Excerpt from a data file:
==*==

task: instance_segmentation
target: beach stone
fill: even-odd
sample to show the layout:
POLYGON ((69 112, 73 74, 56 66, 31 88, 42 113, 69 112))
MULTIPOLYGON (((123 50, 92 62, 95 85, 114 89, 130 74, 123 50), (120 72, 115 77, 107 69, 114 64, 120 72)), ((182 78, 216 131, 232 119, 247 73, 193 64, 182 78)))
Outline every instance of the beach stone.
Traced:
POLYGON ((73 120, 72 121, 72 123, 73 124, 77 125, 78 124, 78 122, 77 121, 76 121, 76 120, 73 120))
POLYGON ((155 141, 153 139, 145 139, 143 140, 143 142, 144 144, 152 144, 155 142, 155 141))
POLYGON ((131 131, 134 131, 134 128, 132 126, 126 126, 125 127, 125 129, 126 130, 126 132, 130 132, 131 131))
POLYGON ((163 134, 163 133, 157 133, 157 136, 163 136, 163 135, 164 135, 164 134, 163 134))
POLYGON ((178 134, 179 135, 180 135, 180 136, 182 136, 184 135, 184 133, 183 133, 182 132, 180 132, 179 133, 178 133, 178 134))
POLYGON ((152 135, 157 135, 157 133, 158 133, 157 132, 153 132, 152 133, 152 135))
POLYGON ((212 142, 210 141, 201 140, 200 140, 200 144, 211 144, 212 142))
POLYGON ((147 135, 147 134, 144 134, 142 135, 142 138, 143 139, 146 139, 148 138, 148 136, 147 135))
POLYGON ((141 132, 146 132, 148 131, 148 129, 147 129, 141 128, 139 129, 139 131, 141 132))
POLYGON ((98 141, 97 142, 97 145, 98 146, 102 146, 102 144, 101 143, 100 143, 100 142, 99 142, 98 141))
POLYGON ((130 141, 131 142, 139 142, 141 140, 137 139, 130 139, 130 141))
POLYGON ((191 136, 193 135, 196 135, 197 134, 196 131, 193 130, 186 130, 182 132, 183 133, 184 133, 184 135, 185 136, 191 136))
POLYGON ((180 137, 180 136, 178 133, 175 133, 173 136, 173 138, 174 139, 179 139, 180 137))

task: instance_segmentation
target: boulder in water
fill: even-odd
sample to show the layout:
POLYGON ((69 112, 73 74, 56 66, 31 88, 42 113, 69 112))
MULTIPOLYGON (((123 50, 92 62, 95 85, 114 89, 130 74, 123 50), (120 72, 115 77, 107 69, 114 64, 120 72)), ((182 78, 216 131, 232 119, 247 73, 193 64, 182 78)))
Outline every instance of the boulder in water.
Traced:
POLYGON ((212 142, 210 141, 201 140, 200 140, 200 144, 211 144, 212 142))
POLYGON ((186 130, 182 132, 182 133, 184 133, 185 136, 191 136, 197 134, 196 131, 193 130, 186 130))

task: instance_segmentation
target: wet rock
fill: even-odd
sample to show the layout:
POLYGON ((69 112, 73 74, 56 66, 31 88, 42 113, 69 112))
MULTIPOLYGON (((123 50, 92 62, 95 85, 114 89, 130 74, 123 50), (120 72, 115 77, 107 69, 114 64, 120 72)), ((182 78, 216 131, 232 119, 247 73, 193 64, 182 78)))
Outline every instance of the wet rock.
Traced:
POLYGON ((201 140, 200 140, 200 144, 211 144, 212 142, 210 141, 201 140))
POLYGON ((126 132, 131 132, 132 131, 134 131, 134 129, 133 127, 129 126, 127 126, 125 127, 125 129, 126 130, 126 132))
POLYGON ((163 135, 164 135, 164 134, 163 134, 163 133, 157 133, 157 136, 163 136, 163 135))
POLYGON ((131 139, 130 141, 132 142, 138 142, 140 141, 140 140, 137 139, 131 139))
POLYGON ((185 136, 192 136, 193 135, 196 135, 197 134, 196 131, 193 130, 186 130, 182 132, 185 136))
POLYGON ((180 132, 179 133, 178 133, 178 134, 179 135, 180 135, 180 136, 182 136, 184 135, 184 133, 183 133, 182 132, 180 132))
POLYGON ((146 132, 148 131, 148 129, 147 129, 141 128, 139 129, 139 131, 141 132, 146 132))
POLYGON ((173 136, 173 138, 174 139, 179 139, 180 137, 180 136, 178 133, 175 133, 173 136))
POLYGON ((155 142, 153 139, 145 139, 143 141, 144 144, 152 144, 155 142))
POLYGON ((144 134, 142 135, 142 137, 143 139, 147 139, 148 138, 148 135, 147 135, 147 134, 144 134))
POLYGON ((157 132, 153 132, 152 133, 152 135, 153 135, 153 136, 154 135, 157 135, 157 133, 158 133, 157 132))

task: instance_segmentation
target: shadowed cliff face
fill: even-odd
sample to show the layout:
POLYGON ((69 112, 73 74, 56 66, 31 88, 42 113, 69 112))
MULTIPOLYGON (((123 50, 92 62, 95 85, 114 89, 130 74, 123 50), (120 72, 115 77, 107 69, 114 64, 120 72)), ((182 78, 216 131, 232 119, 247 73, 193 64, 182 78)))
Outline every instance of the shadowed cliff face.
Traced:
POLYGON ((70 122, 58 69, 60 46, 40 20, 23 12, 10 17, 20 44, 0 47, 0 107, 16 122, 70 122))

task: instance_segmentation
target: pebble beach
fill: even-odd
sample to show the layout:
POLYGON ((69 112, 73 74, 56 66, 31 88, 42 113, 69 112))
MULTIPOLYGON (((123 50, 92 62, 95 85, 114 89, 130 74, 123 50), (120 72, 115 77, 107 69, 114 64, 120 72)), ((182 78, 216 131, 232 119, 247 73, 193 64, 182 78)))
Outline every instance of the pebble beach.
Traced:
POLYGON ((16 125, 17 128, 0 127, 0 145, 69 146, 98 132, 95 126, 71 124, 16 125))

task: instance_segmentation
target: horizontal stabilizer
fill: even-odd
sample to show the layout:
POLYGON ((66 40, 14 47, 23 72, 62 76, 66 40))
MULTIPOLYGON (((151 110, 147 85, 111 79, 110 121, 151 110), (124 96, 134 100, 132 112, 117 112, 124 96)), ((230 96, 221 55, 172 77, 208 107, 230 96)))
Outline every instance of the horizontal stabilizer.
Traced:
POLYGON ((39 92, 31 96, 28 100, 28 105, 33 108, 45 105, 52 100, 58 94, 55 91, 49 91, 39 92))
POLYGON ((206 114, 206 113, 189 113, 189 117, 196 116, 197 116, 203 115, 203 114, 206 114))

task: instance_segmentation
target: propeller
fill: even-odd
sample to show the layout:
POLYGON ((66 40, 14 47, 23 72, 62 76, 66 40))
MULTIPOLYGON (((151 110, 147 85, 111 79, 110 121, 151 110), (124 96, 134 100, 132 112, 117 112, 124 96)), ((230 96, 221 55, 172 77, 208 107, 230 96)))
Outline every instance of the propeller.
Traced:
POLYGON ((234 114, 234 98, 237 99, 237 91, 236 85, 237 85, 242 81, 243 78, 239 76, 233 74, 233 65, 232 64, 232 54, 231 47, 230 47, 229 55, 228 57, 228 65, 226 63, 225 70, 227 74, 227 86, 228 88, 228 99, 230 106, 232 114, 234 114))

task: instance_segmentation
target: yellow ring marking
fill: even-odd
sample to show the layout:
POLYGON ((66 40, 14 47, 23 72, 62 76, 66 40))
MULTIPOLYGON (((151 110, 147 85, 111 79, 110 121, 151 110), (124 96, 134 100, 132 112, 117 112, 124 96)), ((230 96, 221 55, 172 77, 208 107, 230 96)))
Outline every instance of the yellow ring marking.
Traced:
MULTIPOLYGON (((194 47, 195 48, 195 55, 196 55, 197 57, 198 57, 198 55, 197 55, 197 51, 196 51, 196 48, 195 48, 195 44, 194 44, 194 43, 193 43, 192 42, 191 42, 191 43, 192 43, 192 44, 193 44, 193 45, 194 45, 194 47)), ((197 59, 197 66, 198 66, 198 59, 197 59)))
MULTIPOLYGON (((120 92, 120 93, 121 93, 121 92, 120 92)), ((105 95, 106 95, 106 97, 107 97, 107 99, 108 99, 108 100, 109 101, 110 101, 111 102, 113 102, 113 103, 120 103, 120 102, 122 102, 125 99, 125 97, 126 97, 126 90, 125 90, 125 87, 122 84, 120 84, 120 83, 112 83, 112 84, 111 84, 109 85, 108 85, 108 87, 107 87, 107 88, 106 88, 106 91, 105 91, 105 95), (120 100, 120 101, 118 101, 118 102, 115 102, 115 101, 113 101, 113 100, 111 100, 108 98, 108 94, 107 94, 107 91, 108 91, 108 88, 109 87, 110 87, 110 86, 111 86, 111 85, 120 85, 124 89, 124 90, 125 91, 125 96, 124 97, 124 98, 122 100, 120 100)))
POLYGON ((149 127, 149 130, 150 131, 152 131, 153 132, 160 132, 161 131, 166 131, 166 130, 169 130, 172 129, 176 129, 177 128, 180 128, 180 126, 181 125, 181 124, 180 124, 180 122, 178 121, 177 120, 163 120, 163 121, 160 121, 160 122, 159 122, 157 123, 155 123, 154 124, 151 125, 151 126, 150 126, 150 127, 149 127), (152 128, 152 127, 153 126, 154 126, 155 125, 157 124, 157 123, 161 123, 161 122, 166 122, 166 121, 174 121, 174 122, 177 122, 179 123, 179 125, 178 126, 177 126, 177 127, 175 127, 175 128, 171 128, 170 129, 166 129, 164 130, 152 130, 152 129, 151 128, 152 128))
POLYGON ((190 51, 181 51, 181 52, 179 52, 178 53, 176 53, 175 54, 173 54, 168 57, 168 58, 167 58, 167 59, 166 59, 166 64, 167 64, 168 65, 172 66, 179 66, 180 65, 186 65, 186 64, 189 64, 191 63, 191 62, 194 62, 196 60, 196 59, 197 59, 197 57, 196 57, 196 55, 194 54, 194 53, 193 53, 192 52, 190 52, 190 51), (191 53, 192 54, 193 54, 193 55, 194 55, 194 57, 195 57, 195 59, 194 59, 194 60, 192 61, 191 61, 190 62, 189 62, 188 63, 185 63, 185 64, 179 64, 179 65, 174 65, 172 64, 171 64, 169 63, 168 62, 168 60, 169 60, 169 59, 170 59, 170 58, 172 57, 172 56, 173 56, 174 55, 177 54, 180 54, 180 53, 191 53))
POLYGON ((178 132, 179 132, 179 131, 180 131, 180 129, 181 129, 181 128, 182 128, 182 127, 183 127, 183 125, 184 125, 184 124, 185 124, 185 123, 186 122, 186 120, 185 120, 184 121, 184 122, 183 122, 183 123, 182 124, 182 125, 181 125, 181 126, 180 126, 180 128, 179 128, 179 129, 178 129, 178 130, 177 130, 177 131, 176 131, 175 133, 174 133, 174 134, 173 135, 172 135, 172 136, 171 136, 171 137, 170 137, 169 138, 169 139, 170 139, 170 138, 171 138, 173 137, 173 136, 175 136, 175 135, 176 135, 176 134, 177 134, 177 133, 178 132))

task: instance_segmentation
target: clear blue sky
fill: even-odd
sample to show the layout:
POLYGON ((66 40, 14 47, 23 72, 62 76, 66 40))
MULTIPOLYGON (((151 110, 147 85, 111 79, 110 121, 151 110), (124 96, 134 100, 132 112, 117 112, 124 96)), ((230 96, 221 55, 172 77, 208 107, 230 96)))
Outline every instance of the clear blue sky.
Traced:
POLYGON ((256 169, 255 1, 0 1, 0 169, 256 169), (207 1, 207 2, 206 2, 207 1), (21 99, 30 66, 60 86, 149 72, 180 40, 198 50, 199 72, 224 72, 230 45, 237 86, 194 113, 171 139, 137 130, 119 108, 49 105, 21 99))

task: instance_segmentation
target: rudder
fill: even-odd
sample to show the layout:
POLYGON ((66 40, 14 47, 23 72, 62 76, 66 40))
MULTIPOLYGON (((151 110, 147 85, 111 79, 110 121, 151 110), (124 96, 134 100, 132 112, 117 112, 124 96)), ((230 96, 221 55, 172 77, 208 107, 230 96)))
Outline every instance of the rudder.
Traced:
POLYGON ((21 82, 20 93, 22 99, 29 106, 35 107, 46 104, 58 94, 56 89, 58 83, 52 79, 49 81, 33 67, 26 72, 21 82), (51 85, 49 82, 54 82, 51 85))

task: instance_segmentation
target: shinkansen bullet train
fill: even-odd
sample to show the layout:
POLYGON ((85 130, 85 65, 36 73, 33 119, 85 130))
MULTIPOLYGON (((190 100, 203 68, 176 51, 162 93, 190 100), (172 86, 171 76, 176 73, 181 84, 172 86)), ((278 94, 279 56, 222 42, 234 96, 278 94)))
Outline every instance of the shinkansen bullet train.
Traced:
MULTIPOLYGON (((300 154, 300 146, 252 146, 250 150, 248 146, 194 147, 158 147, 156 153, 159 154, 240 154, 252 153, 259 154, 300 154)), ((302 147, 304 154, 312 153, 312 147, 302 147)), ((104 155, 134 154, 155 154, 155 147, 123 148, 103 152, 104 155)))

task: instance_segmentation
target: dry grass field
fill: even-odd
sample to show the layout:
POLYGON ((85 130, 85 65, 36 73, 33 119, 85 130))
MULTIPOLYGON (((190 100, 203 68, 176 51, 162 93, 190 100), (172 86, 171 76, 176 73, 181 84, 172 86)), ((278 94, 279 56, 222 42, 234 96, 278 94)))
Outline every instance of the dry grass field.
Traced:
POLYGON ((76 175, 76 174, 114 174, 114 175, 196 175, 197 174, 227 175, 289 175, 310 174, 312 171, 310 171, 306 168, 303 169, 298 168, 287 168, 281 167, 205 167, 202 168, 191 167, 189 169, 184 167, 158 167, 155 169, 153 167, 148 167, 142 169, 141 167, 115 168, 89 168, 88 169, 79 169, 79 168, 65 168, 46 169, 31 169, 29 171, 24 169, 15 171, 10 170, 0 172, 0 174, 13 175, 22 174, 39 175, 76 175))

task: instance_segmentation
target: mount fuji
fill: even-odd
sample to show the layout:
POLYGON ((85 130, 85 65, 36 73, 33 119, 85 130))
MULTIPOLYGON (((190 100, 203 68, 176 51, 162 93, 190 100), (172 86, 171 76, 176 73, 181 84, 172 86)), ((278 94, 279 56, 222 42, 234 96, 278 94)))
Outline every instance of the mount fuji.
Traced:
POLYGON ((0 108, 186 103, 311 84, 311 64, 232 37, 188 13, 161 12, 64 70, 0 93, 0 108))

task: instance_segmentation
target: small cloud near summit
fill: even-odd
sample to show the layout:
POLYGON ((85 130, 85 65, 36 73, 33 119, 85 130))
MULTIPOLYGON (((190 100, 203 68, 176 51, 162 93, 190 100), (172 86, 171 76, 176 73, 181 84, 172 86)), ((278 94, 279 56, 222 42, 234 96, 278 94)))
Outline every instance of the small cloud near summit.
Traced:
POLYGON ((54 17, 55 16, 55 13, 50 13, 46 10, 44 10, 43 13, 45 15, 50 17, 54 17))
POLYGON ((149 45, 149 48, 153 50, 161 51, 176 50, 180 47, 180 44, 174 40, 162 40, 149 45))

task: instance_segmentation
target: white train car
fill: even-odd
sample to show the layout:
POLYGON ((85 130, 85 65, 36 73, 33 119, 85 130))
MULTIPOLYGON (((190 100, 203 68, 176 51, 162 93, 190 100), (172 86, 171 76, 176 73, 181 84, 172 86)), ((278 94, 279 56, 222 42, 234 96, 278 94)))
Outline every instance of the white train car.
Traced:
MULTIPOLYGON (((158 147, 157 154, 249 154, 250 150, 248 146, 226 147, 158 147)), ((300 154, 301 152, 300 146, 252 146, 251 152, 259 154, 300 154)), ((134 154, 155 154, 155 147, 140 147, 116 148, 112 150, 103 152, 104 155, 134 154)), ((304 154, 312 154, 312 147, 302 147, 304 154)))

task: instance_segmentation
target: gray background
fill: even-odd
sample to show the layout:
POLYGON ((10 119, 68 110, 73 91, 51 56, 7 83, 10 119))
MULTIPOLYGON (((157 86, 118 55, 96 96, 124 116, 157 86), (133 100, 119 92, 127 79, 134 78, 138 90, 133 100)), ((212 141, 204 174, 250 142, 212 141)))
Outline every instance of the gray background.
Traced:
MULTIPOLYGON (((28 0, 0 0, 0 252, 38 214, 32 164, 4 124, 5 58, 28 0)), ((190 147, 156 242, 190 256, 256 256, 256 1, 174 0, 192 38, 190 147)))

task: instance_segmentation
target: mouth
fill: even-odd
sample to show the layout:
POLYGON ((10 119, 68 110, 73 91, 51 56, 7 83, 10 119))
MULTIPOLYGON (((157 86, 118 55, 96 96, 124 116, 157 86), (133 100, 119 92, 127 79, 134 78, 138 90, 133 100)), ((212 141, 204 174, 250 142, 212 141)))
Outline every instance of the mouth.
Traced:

==*==

Reproduce, character for character, every line of the entries from the very first line up to and including the line that contains "POLYGON ((147 135, 147".

task: instance_segmentation
target: beach stone
fill: even-odd
sample to show the layout:
POLYGON ((69 112, 73 74, 56 66, 31 88, 42 113, 69 112))
MULTIPOLYGON (((123 50, 92 62, 95 85, 114 89, 130 74, 123 50), (120 72, 115 77, 107 69, 114 64, 120 72)), ((182 78, 216 131, 232 119, 247 73, 193 64, 182 78)))
Outline every instance of the beach stone.
Traced:
POLYGON ((73 120, 72 121, 72 123, 73 124, 77 125, 78 124, 78 122, 77 121, 76 121, 76 120, 73 120))
POLYGON ((155 141, 153 139, 145 139, 143 140, 143 142, 144 144, 152 144, 155 142, 155 141))
POLYGON ((131 131, 134 131, 134 128, 132 126, 126 126, 125 127, 125 129, 126 130, 126 132, 130 132, 131 131))
POLYGON ((163 134, 163 133, 157 133, 157 136, 163 136, 163 135, 164 135, 164 134, 163 134))
POLYGON ((178 134, 179 135, 180 135, 180 136, 182 136, 184 135, 184 133, 183 133, 182 132, 180 132, 179 133, 178 133, 178 134))
POLYGON ((152 135, 157 135, 157 133, 158 133, 157 132, 153 132, 152 133, 152 135))
POLYGON ((212 142, 210 141, 201 140, 200 140, 200 144, 211 144, 212 142))
POLYGON ((147 135, 147 134, 144 134, 142 135, 142 138, 143 139, 146 139, 148 138, 148 136, 147 135))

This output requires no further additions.